§ Your goal
Before you finish, make sure each line of the records has been retyped exactly.

§ Data listing
-- Opening Marker --

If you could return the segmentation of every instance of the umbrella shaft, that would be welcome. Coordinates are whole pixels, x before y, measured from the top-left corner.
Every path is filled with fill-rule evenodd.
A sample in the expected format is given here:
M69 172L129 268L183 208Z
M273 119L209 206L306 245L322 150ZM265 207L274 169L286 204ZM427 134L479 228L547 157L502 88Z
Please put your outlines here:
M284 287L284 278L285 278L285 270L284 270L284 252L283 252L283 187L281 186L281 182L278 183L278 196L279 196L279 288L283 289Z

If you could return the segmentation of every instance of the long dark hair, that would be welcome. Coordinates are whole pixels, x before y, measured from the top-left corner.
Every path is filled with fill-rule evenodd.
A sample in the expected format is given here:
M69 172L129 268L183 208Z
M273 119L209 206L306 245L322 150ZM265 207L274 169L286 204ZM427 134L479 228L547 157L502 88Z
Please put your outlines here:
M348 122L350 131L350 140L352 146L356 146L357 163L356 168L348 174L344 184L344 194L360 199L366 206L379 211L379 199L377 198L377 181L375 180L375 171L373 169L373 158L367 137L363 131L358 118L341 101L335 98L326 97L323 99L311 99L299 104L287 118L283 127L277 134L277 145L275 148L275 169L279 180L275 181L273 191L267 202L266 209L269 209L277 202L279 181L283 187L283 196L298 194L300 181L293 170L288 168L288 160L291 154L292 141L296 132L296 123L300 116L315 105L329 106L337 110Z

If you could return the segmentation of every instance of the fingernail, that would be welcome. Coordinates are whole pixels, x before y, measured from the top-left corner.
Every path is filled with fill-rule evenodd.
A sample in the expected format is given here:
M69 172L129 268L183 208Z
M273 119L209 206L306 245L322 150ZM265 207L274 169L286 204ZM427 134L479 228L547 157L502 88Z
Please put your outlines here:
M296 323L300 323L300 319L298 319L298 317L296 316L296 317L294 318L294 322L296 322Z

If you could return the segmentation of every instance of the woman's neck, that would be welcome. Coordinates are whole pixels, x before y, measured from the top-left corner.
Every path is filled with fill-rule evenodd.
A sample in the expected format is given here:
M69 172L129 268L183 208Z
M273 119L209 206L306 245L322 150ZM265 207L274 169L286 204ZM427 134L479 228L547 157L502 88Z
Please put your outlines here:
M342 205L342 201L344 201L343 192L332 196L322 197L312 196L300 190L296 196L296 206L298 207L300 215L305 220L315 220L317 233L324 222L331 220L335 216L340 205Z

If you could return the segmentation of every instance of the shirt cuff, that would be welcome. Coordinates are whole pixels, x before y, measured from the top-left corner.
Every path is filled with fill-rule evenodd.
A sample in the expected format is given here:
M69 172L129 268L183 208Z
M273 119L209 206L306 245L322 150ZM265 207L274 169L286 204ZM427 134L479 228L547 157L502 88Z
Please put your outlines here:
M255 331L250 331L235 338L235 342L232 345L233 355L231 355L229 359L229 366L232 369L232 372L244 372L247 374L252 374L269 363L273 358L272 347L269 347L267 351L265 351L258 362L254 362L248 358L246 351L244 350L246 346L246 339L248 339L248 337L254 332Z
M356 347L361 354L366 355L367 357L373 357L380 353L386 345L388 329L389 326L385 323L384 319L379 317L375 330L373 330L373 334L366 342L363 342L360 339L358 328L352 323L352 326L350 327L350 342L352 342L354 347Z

-- Closing Marker --

§ Solved exercise
If you could return the segmentation of every instance of the umbrella shaft, that would be welcome. Coordinates are whole pixels, x before y, measured from the top-left corner.
Every path is filled with fill-rule evenodd.
A sample in the expected format is given here:
M69 172L129 268L183 208Z
M273 119L209 206L306 245L322 150ZM265 207L274 169L286 204ZM427 134L479 228L547 157L502 88Z
Please put your outlines here:
M284 287L284 278L285 278L285 270L284 270L284 252L283 252L283 187L281 186L281 182L278 183L278 196L279 196L279 288L283 289Z

If you could return the segmentation of every instance of the long dark hair, that would be welcome. Coordinates are whole pixels, x before y, measured from the top-left corner.
Every path is filled with fill-rule evenodd.
A sample in the expected format is given here:
M69 172L129 268L183 208Z
M273 119L209 206L306 245L322 150ZM265 207L274 169L286 204ZM427 134L479 228L547 157L502 88Z
Please put your outlines here:
M348 122L350 131L350 140L352 146L356 146L357 163L356 168L348 174L344 184L344 194L360 199L366 206L379 211L379 199L377 198L377 181L375 180L375 171L373 169L373 158L367 137L363 131L358 118L341 101L335 98L326 97L323 99L311 99L299 104L287 118L283 127L277 134L277 145L275 148L275 169L279 180L275 181L273 191L267 202L266 209L269 209L277 202L279 181L283 187L283 196L298 194L300 181L293 170L288 168L288 160L291 154L292 141L296 132L296 123L300 116L315 105L329 106L337 110Z

If you could return the segmentation of every instance of the fingernail, that would be welcome. Coordinates are whole pixels, x before y, measured from the top-left corner.
Every path is filled with fill-rule evenodd.
A sample in the expected format is given here:
M69 172L129 268L183 208Z
M273 119L209 206L306 245L322 150ZM265 207L274 169L286 204ZM427 134L479 228L547 157L502 88Z
Please put your outlines here:
M296 323L300 323L300 319L298 319L298 317L296 316L296 317L294 318L294 322L296 322Z

If you could return the segmentation of every instance of the woman's neck, that would be welcome. Coordinates are whole pixels, x before y, measured from the top-left corner.
Every path is filled with fill-rule evenodd.
A sample in the expected format is given here:
M69 172L129 268L183 208Z
M273 119L209 206L306 245L322 150ZM265 207L274 169L286 204ZM427 134L479 228L547 157L502 88Z
Please put your outlines here:
M342 205L342 201L344 201L343 192L332 196L322 197L312 196L300 190L296 196L296 206L298 207L300 215L305 220L315 220L317 233L324 222L331 220L335 216L340 205Z

If you could return the segmentation of every instance of the shirt cuff, that would be welcome. Coordinates are whole pixels, x before y, measured from the top-left corner.
Every path is filled with fill-rule evenodd.
A sample in the expected format is given here:
M69 172L129 268L183 208Z
M273 119L209 206L306 245L322 150ZM265 207L274 169L286 204ZM427 134L479 228L547 157L502 88Z
Please put your outlines here:
M255 331L250 331L235 338L235 342L232 345L233 355L231 355L229 359L229 366L232 369L232 372L244 372L247 374L252 374L269 363L273 358L272 347L269 347L267 351L265 351L258 362L254 362L248 358L246 351L244 350L246 346L246 339L248 339L248 337L254 332Z
M356 347L361 354L366 355L367 357L373 357L380 353L386 345L388 329L389 326L385 323L384 319L379 317L375 330L373 330L373 334L366 342L363 342L360 339L358 328L352 323L352 326L350 327L350 342L352 342L354 347Z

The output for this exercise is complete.